[Records shown]
----
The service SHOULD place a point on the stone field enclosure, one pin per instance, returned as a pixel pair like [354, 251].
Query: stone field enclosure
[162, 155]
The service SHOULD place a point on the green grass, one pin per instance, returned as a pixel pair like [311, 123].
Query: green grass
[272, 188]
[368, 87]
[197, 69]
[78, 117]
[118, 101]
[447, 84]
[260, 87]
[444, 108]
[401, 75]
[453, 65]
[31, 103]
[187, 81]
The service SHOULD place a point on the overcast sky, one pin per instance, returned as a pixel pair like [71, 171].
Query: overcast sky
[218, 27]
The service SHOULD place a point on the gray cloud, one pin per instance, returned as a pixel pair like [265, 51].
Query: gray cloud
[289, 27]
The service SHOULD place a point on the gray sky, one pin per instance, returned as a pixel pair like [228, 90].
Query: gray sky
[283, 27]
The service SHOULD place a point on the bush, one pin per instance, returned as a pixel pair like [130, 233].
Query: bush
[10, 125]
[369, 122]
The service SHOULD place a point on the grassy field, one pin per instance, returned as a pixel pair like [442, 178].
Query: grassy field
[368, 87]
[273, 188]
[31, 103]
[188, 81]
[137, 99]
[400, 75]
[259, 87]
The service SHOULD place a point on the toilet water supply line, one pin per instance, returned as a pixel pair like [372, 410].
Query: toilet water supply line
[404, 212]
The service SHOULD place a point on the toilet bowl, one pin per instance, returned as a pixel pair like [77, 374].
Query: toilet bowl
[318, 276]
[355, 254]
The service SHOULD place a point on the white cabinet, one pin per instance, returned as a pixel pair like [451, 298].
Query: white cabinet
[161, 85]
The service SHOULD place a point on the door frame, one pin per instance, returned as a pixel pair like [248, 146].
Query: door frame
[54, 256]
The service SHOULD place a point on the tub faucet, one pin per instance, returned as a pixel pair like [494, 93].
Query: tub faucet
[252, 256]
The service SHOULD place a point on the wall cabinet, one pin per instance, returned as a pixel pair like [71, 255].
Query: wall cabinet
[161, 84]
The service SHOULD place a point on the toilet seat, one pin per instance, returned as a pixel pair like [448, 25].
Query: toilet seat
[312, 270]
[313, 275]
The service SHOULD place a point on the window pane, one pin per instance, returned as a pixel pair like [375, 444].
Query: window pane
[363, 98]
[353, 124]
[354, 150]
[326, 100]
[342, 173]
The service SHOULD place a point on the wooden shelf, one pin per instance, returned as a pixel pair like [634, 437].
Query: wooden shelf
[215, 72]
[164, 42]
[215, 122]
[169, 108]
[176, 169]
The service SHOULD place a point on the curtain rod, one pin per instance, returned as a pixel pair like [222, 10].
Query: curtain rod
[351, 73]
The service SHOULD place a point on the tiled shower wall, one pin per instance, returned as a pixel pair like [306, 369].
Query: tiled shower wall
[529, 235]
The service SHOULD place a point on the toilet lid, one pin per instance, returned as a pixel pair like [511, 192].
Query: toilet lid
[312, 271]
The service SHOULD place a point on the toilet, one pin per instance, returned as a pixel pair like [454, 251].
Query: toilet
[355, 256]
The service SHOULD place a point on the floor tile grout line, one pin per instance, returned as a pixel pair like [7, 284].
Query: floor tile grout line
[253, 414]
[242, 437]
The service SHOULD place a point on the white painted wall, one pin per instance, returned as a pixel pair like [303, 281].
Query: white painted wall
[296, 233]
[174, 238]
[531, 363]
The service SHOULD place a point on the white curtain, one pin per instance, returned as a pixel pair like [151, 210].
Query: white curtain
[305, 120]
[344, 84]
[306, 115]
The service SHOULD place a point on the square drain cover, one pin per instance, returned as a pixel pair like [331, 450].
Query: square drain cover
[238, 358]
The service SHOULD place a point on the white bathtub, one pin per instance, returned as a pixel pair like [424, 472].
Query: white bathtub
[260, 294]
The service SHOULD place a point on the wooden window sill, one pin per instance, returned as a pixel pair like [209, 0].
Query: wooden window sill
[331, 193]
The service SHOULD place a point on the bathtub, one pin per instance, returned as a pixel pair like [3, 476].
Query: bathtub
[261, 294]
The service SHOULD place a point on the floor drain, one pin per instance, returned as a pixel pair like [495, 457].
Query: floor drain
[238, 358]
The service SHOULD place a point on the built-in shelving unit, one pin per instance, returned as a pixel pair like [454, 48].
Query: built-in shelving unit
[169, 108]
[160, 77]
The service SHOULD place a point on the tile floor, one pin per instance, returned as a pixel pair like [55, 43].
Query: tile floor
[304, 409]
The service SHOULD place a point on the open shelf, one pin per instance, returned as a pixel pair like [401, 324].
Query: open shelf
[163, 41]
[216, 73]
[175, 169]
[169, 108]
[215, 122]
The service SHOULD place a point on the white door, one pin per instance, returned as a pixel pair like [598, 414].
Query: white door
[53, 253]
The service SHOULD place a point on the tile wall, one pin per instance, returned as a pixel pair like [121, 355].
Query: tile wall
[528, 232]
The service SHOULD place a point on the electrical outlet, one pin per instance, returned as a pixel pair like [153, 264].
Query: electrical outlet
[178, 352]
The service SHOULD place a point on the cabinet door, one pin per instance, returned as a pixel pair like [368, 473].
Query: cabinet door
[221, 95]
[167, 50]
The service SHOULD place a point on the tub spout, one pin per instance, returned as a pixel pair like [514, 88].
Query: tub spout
----
[Instructions to follow] All of the data above needs to be written out again, exactly.

[Your solution]
The service SHOULD place a point on the stone field enclosure, one pin per instance, returned as a pixel pair like [354, 251].
Query: stone field enclosure
[162, 155]
The service SHOULD place a point on the green grass, one pin per instance, returned as a pixel pair like [311, 123].
Query: green grass
[272, 188]
[368, 87]
[197, 69]
[78, 117]
[118, 101]
[447, 84]
[260, 87]
[444, 108]
[401, 75]
[453, 65]
[31, 103]
[187, 81]
The service SHOULD place a point on the overcast sky, one pin per instance, returned as a pixel pair like [71, 171].
Query: overcast sky
[218, 27]
The service SHOULD place a point on the gray cloud, one pin per instance, returned as a pixel pair like [265, 51].
Query: gray cloud
[289, 27]
The service SHOULD place a point on the gray sky, one pin per instance, returned as a pixel pair like [228, 90].
Query: gray sky
[283, 27]
The service SHOULD place a point on the bush, one pin per instance, returned as a pixel pair like [130, 233].
Query: bush
[10, 125]
[369, 122]
The service SHOULD place a point on the grassy field, one pin per instance, returned as a pixel pair like [442, 178].
Query: grassy field
[368, 87]
[273, 188]
[31, 103]
[188, 81]
[137, 99]
[400, 75]
[259, 87]
The service SHOULD place a point on the toilet water supply line, one pin per instance, returned as a pixel pair like [372, 410].
Query: toilet water supply line
[404, 212]
The service SHOULD place a point on the toilet bowl, one pin per instance, returned as a pixel pair like [77, 374].
Query: toilet bowl
[318, 276]
[355, 254]
The service SHOULD place a point on the white cabinet, one pin per instance, returned as a pixel pair like [451, 298].
Query: white cabinet
[161, 85]
The service SHOULD place a point on the door frame, one pin per instance, returned as a pixel pair like [248, 146].
Query: door frame
[54, 256]
The service SHOULD place a point on the tub faucet, one pin per instance, returned as a pixel pair like [494, 93].
Query: tub faucet
[252, 256]
The service SHOULD place a point on the wall cabinet, one pin per instance, returned as a pixel pair like [71, 255].
Query: wall cabinet
[161, 84]
The service SHOULD place a point on the toilet seat, one pin per instance, returned as a pixel pair like [448, 25].
Query: toilet seat
[312, 270]
[313, 275]
The service SHOULD place a point on the window pane, one pin per instance, returned as a pixel pair like [375, 444].
Query: window pane
[363, 98]
[353, 124]
[354, 150]
[326, 100]
[342, 173]
The service SHOULD place a point on the wooden shelf, one pin per instance, returned as a pixel pair like [634, 437].
Query: wooden shelf
[215, 72]
[164, 42]
[215, 122]
[169, 108]
[176, 169]
The service SHOULD place a point on the curtain rod, one pin per instance, returned as a pixel pair like [222, 10].
Query: curtain rod
[351, 73]
The service SHOULD place a point on the tiled shower wall, one pin per instance, returned as a pixel pair like [306, 369].
Query: tiled shower wall
[529, 235]
The service SHOULD place a point on the toilet lid, one pin per instance, returned as a pixel pair like [511, 192].
Query: toilet lid
[312, 271]
The service SHOULD place a point on the toilet, one pin per instance, returned as a pixel pair like [454, 251].
Query: toilet
[355, 256]
The service SHOULD place a point on the floor tile grout line, one pin per instance, returned as a pixel pair like [7, 284].
Query: floor tile grout line
[253, 414]
[242, 437]
The service SHOULD place a point on the white painted wall, one pin per instance, returned as a pixel pair like [303, 281].
Query: white painted wall
[296, 233]
[174, 238]
[531, 363]
The service SHOULD place a point on the white curtain, one pin per instance, returned as a pixel pair like [151, 210].
Query: white curtain
[305, 120]
[344, 84]
[306, 115]
The service SHOULD place a point on the square drain cover, one pin per instance, returned as a pixel pair like [331, 450].
Query: square drain cover
[238, 358]
The service SHOULD place a point on the white bathtub, one pin per instance, returned as a pixel pair like [424, 472].
Query: white bathtub
[260, 294]
The service SHOULD place a point on the wooden window sill, one pin per instance, returned as a pixel pair like [209, 0].
Query: wooden window sill
[331, 193]
The service SHOULD place a point on the bathtub, one pin per instance, returned as a pixel pair like [3, 476].
Query: bathtub
[261, 294]
The service SHOULD place a point on the floor drain, one pin per instance, returned as a pixel pair like [495, 457].
Query: floor drain
[238, 358]
The service SHOULD place a point on the built-in shelving unit, one pin per instance, returned as a pixel pair like [454, 48].
Query: built-in shelving unit
[169, 108]
[160, 77]
The service SHOULD place a point on the tile floor, one pin per instance, returned as a pixel pair like [55, 43].
Query: tile floor
[304, 409]
The service SHOULD place a point on the open shelf, one pin per instance, returned as a pixel pair like [401, 324].
Query: open shelf
[163, 41]
[216, 73]
[175, 169]
[169, 108]
[215, 122]
The service SHOULD place a point on the white door, one pin per instance, returned as a pixel pair like [598, 414].
Query: white door
[53, 253]
The service SHOULD place a point on the tile wall, one pin per instance, returned as a pixel pair like [121, 355].
Query: tile wall
[528, 232]
The service SHOULD place a point on the electrical outlet, one pin per instance, returned as a pixel pair like [153, 264].
Query: electrical outlet
[178, 352]
The service SHOULD place a point on the cabinet door, one pin per instance, returned as a pixel pair like [368, 473].
Query: cabinet door
[221, 95]
[167, 50]
The service SHOULD place a point on the tub spout, one pin per instance, returned as a pixel pair like [514, 88].
Query: tub spout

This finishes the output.